• QUOTED PASSAGE:
┌────────
When it was created in the 1950s, the carried-interest break was meant to reward people who put their capital at risk by financing an office building, an entrepreneur’s invention or a startup. The idea was that long-term investors deserve to be taxed at a lower rate in return for their patient capital.

But money managers discovered they could claim the tax benefit when they took their 20 percent cut off the top of the investment returns of their limited partners. That 20 percent usually is in addition to a 2 percent management fee (which is taxed as ordinary income).

Congress has voted many times to end or reduce the tax break, and Obama has sought to delete it from the tax code in numerous annual budgets. It’s still there.

But here’s the thing: The total revenue lost from this tax dodge is less than $2 billion a year, according to the U.S. Treasury. So while the break should be revoked, doing so wouldn’t be the redistributive boon that liberals have implied. The revenue would barely cover what the U.S. spends on food stamps for two weeks, or two days of the Medicare program.

The progressives’ focus on the loophole gives a Republican like Trump the chance to appear populist while requiring little in the way of a real response to government policies that favor the wealthy.

It’s unfair to mislead voters into thinking that getting rid of one tax break could halt the growth of income inequality or raise the revenue needed to repair crumbling infrastructure, fix low-quality public schools, and prop up Social Security and Medicare. It’s just as unfair to lead middle-class voters to believe that ending the same break could lower their taxes as well.
└────────
• EXERCISE AIM: According to the carried-interest passage, how much revenue does the U.S. Treasury say is lost each year to this tax break?

• DATA TO EXAMINE:
┌────────
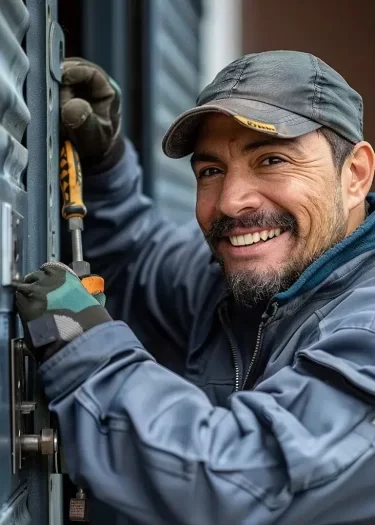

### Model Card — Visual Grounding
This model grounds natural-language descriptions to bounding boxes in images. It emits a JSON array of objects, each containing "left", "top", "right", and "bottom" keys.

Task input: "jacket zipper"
[
  {"left": 241, "top": 303, "right": 279, "bottom": 390},
  {"left": 227, "top": 330, "right": 240, "bottom": 392},
  {"left": 241, "top": 322, "right": 264, "bottom": 390},
  {"left": 219, "top": 307, "right": 241, "bottom": 392}
]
└────────
• RESULT BELOW: Less than $2 billion a year.